Start of RECORDS FOR PROCESSING

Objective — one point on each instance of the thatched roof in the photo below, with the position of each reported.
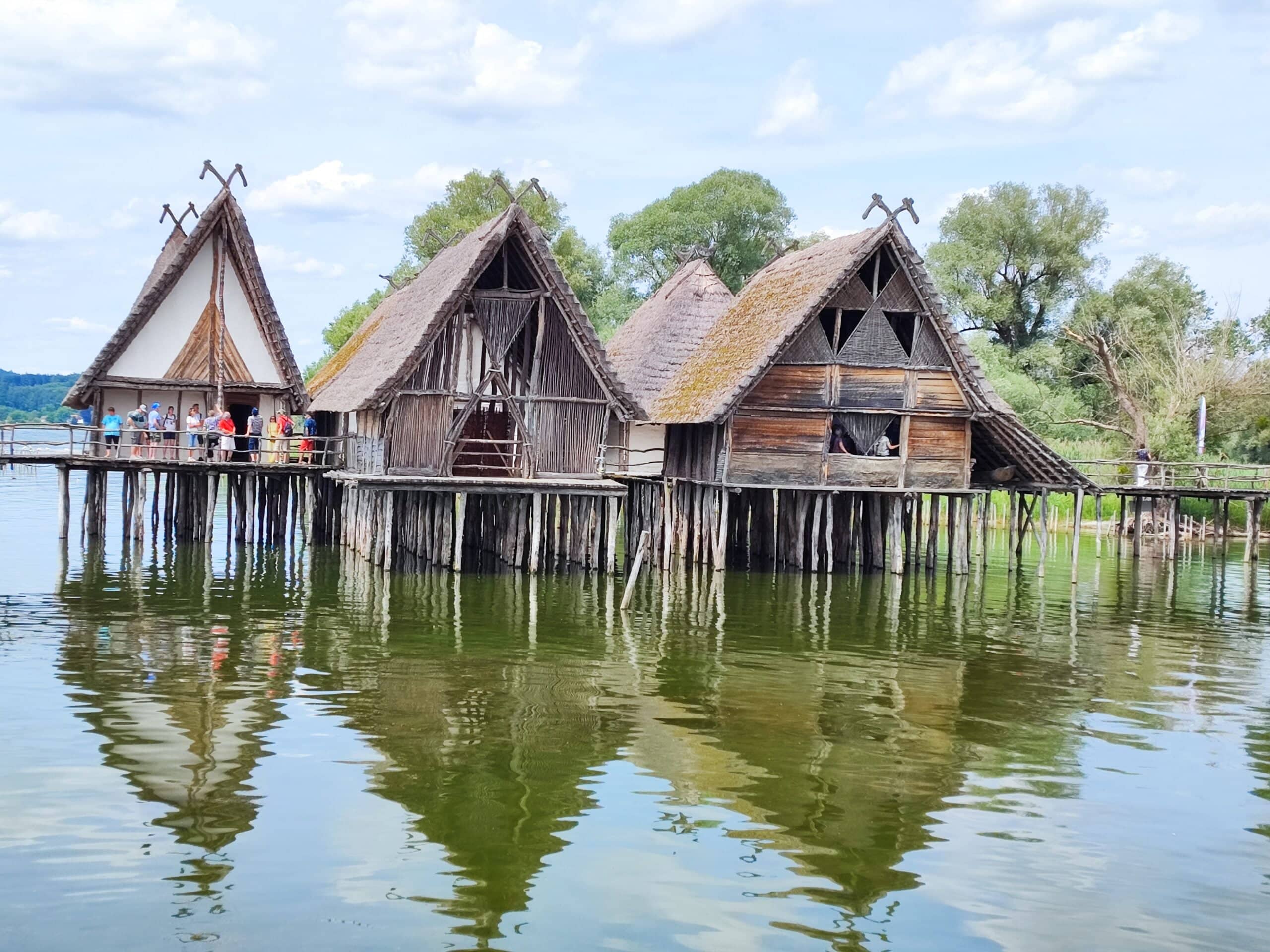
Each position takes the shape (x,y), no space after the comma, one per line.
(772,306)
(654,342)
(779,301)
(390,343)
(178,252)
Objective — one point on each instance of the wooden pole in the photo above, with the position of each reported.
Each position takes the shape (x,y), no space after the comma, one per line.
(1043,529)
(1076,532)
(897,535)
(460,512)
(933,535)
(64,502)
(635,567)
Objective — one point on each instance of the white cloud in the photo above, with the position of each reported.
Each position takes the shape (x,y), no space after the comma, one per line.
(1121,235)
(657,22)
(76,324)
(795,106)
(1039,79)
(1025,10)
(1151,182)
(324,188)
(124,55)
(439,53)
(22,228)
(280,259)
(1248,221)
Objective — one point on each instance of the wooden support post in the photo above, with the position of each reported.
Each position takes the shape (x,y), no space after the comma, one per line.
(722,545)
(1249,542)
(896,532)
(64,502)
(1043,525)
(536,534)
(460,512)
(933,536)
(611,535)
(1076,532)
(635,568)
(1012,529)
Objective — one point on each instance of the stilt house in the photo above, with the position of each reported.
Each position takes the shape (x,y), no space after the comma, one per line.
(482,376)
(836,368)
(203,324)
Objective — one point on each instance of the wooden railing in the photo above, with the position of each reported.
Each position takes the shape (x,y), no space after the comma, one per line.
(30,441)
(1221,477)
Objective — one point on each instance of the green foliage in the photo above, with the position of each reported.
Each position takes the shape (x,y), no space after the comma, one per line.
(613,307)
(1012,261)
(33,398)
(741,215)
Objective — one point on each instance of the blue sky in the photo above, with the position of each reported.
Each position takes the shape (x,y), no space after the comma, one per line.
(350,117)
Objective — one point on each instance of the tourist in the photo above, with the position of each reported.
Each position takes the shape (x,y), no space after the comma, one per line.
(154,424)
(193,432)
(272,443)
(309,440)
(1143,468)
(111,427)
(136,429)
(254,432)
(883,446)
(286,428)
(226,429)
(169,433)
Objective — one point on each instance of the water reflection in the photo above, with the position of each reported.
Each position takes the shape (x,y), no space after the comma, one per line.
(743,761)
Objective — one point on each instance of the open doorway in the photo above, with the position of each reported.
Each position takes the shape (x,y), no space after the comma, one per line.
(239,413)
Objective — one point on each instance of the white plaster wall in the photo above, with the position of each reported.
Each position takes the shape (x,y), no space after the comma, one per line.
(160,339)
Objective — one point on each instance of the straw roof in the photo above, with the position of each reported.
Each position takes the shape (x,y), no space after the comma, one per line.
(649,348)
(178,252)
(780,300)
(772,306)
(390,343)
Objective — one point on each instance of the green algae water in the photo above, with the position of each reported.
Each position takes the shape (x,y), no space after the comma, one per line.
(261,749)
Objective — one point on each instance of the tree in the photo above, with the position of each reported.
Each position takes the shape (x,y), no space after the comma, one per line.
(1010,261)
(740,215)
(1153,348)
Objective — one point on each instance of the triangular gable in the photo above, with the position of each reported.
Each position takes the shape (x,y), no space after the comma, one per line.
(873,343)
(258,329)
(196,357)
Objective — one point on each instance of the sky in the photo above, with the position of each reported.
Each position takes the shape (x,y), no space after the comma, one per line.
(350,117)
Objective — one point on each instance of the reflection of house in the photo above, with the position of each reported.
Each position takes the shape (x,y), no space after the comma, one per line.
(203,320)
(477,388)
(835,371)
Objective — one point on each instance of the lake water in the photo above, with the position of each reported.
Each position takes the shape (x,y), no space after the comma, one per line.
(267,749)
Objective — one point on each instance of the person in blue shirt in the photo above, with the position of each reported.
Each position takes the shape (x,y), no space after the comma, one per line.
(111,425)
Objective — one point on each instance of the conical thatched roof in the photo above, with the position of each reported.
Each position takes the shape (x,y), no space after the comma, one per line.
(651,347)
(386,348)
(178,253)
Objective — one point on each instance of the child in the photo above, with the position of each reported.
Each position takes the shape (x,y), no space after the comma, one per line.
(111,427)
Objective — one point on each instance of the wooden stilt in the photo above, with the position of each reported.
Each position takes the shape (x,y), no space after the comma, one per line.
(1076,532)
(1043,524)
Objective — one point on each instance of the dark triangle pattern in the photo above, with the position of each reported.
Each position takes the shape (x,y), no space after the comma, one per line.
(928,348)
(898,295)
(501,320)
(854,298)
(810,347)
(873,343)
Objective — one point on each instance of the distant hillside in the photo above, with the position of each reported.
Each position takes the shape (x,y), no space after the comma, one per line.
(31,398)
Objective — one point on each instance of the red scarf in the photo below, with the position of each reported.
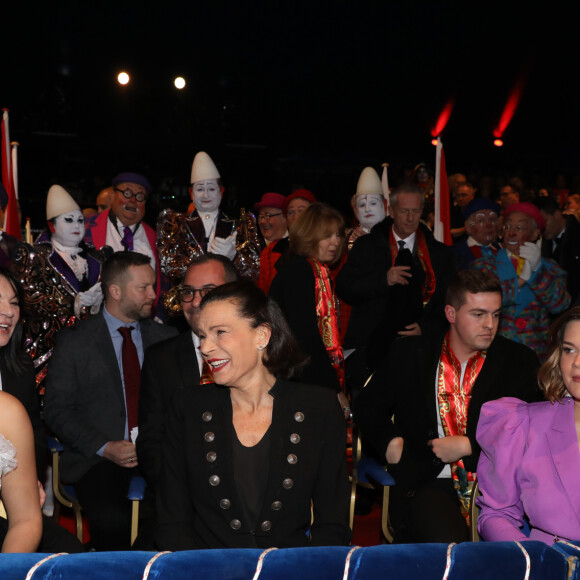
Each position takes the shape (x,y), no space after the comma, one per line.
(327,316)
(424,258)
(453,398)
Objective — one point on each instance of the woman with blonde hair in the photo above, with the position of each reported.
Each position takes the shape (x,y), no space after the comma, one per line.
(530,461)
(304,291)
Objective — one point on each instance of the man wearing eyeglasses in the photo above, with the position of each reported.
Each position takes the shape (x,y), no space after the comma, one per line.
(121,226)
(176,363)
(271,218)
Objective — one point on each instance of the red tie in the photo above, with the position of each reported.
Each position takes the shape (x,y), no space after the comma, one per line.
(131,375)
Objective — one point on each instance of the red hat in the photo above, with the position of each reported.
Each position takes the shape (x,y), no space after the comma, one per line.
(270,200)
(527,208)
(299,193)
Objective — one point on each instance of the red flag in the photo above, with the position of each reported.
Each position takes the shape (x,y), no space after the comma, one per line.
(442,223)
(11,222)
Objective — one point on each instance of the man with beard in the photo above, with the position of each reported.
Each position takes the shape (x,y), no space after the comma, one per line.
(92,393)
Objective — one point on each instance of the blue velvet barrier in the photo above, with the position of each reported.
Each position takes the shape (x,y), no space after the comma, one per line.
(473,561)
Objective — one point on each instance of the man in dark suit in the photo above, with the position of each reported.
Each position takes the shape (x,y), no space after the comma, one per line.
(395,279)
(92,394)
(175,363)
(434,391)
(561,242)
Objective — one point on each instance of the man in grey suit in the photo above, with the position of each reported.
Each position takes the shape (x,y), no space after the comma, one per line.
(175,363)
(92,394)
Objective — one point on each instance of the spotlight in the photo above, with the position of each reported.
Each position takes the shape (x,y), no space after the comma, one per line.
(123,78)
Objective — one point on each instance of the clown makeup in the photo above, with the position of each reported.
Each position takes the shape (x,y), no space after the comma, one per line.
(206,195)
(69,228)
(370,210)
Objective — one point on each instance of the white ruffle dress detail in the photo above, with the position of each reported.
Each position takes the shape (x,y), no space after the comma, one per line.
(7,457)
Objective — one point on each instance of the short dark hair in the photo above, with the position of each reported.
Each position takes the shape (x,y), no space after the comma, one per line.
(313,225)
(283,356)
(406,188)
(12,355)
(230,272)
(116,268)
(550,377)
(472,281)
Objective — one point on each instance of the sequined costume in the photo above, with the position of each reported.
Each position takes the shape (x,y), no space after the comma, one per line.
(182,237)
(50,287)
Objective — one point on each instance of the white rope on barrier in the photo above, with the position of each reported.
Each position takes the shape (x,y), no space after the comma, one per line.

End of RECORDS FOR PROCESSING

WORK ORDER ▸ In the copy, include each entry exactly as written and none of the pictures.

ANSWER TO THIS TASK ▸
Objective — one point on each instance of the thatched roof in the photo below, with the position of each reported.
Each position takes the shape (x,y), no space after the comma, one per line.
(772,306)
(654,342)
(779,301)
(390,343)
(178,252)
Objective — one point on each instance of the wooden pole in the photo above, with the position of each reported.
Each position takes the shape (x,y), no space after the comma, one per line.
(1043,529)
(1076,532)
(897,535)
(460,512)
(933,535)
(64,502)
(635,567)
Objective — one point on each instance of the white cloud in the photo above, with the position of each reported.
Each position takes the shape (x,y), no space after the comma, one per line.
(1121,235)
(657,22)
(76,324)
(795,106)
(1039,79)
(1025,10)
(1151,182)
(324,188)
(124,55)
(439,53)
(22,228)
(280,259)
(1248,221)
Objective — one point on each instance of the wooden support post in the photo above, with the position of each reported.
Each position takes the shape (x,y), no space after the comma, one per line.
(722,545)
(1249,542)
(896,532)
(64,502)
(1043,525)
(536,534)
(460,512)
(933,536)
(611,535)
(1076,532)
(635,568)
(1012,529)
Objective — one point on each instance of the stilt house in the photo above, with the position of each reported.
Each position takes the shape (x,y), no space after the comma, one per line.
(482,376)
(836,368)
(203,324)
Objective — one point on each instance of the wooden railing in the photo above, with the position of each reported.
Each position takes the shape (x,y), no space after the comma, one per line.
(30,441)
(1221,477)
Objective — one point on each instance of the green foliage in the photo above, with the position of each reported.
Each position takes the shape (x,y), no space after the comma, one per line.
(613,307)
(1012,261)
(33,398)
(741,215)
Objective — one point on each instance of the blue sky in the photo above, with the position of each reported.
Each position takes the shape (x,y), no space after the comma, one per line.
(350,117)
Objective — one point on each instance of the tourist in the photo above, with the position of each reported.
Each position takes the shape (x,y), no space after the comma, one per line.
(154,424)
(193,432)
(272,443)
(309,440)
(1143,468)
(111,427)
(136,429)
(254,432)
(883,446)
(286,428)
(226,429)
(169,433)
Objective — one point on each instance of the water reflection in the photo above, with the position of each reported.
Each position takes the shape (x,y), no space after the comma, one per line.
(743,761)
Objective — one point on each instance of the open doorway in the photo above, with the position of each reported.
Each position takes the shape (x,y), no space after the comma, one per line.
(239,413)
Objective — one point on each instance of the white plaster wall in the photo above, with the position of each reported.
Each position takes the shape (x,y), no space after the comma, one per line.
(160,339)
Objective — one point on each instance of the straw roof in the photo above, with the position of each reported.
Each position takes the shape (x,y), no space after the comma, one per line.
(649,348)
(178,252)
(780,300)
(772,306)
(390,343)
Objective — one point on each instance of the green algae water in the photo above, with the position of each reported.
Each position takes the shape (x,y), no space after the comma, one per line.
(261,749)
Objective — one point on each instance of the tree in the photo above, with the position of each reported.
Each position takes the shape (x,y), no space after the comma, one per line.
(1010,261)
(740,215)
(1153,348)
Objective — one point on each instance of the triangular gable in the photo above, with the position of each reported.
Each position takes the shape (x,y), no space after the comma, one per line.
(873,343)
(258,329)
(196,357)
Objective — one point on each instance of the sky in the photo above, with the position of each reported.
Each position takes the shape (x,y), no space after the comma, one per line.
(350,117)
Objective — one point on each instance of the reflection of house in the photo above, with the position of each reported.
Each position takes the shape (x,y), no space after the comma, one per line.
(203,320)
(477,388)
(835,371)
Objective — one point on each instance of the lake water in the photo above, with the position of each reported.
Each position takes the shape (x,y), no space after the comma, one per line.
(267,749)
Objective — one point on each instance of the person in blue shirt in the photo above, with the position of each reported.
Each position takes the shape (x,y), no space after the comma, one per line.
(111,425)
Objective — one point on each instance of the conical thatched roof in the photo above, with the position of each reported.
Each position takes the shape (x,y), no space after the comma, one per line.
(651,347)
(386,348)
(178,253)
Objective — one point on each instance of the child in the photo above, with the position of each reported.
Each position takes the shape (x,y), no space after the comma, one per line.
(111,427)
Objective — one point on each instance of the wooden stilt in the photo above, with the position of each reported.
Each position takes the shape (x,y), no space after the comma, one per line.
(1076,532)
(1043,524)
Objective — one point on each instance of the dark triangle pattern in the photo above, with the position of each reported.
Each position takes the shape (x,y), no space after the comma, one per line.
(928,348)
(898,295)
(501,320)
(854,298)
(810,347)
(873,343)
Objective — one point on each instance of the distant hillside in the photo above, with the position of each reported.
Each position takes the shape (x,y), no space after the comma, one per line.
(31,398)
Objective — one point on each instance of the red scarf in the photo below, with the position of each reported.
Each position takes the shape (x,y), no space after the comma, one per line.
(327,316)
(424,258)
(453,398)
Objective — one point on each instance of the woman with blonde hair in the photo above, with the position of each reported.
Each position takes the shape (x,y), no space after the comma, one per line.
(530,461)
(304,291)
Objective — one point on each instance of the man wearing eyeglasses in the photo above, with the position of each reported.
Each position takes the shape (x,y), no space after the comma, one per line.
(121,226)
(176,363)
(271,218)
Objective — one point on each instance of the red tie in the photo above, with the position of each reported.
Each position takes the shape (x,y), no space after the comma, one per line.
(131,375)
Objective — one point on each instance of the red hat in the photo above, with the position of each reported.
Each position takes the shape (x,y), no space after the comma, one per line.
(270,200)
(527,208)
(299,193)
Objective — one point on each instance of the red flag in the photo above, with the position of each reported.
Each position takes the shape (x,y), no space after the comma, one per line.
(442,223)
(11,222)
Objective — one point on each instance of the man with beard in the photo above, with the position of each reported.
Each position takes the shape (x,y), no space after the comma, one per line.
(92,393)
Objective — one point on each instance of the blue velvet barrier in the photo above, with the position of each reported.
Each position takes the shape (x,y), no space after the comma, one per line.
(473,561)
Objective — one point on each instance of the man in dark suit in the photo above, with the position of each reported.
Each position takes the shape (x,y), no space after the comma, one per line.
(395,279)
(92,394)
(175,363)
(434,391)
(561,242)
Objective — one point on each instance of the man in grey suit in the photo above, with the position of each reported.
Each position takes the shape (x,y), no space after the comma, one per line.
(175,363)
(92,394)
Objective — one point on each instance of the spotlight in the photo above, with the position of each reported.
Each position takes the shape (x,y), no space after the comma, one per line.
(123,78)
Objective — one point on each instance of the clown makeup in the photo above, with the position of each reported.
Each position takes the shape (x,y), no space after the comma, one per line.
(206,195)
(69,228)
(370,210)
Objective — one point on each instance of the white ruffle dress detail in the photo above, with the position of each reported.
Each position takes the shape (x,y), no space after the comma, one per line.
(7,457)
Objective — one point on each instance of the short dark hair in the photo above, with the position of each reported.
Each position takes the shape (x,y), no space after the comma, one per line.
(313,225)
(283,356)
(406,188)
(12,355)
(230,272)
(116,268)
(550,377)
(472,281)
Objective — one point on each instance of the sequined costume in the photo above, with the position of each reported.
Each position takes the shape (x,y), no space after the comma, one per line.
(182,237)
(50,287)
Objective — one point on each instance of the white rope on barrier in the photo above, with the position of each reported.
Each position takes the shape (x,y), no space after the comma, one per line.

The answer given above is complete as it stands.